(Exercise directions)
Edit the stretch of items from the line containing "Place one marker on every instance of the round" through the end of the items, replacing each "marker" with "dot" and changing nothing else. Give back only those lines.

Excerpt from a dataset
--*--

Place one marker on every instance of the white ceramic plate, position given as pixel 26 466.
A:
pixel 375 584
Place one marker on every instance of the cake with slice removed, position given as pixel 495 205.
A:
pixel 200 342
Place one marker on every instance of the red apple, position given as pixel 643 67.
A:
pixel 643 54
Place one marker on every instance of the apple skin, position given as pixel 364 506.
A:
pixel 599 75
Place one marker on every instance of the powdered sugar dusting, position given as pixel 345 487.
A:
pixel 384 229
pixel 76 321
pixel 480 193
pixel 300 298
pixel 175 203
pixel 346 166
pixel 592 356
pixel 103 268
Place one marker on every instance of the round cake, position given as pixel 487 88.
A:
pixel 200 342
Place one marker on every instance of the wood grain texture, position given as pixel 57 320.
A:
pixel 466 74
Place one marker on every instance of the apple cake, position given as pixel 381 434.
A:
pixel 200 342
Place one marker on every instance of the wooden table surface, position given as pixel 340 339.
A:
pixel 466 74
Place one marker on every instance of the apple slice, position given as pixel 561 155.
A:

--*--

(Task result)
Place one dot on every instance of the round cake, position given as pixel 487 88.
A:
pixel 200 342
Place one dot on every instance of the wood grain texture, position given as pixel 57 320.
A:
pixel 466 74
Place one dot on every instance of the apple cake, position given as pixel 381 434.
A:
pixel 200 342
Place one dot on every instance of the wooden table surface, position given as pixel 340 339.
A:
pixel 466 74
Place one dot on every instance of the apple slice, position given as pixel 561 155.
A:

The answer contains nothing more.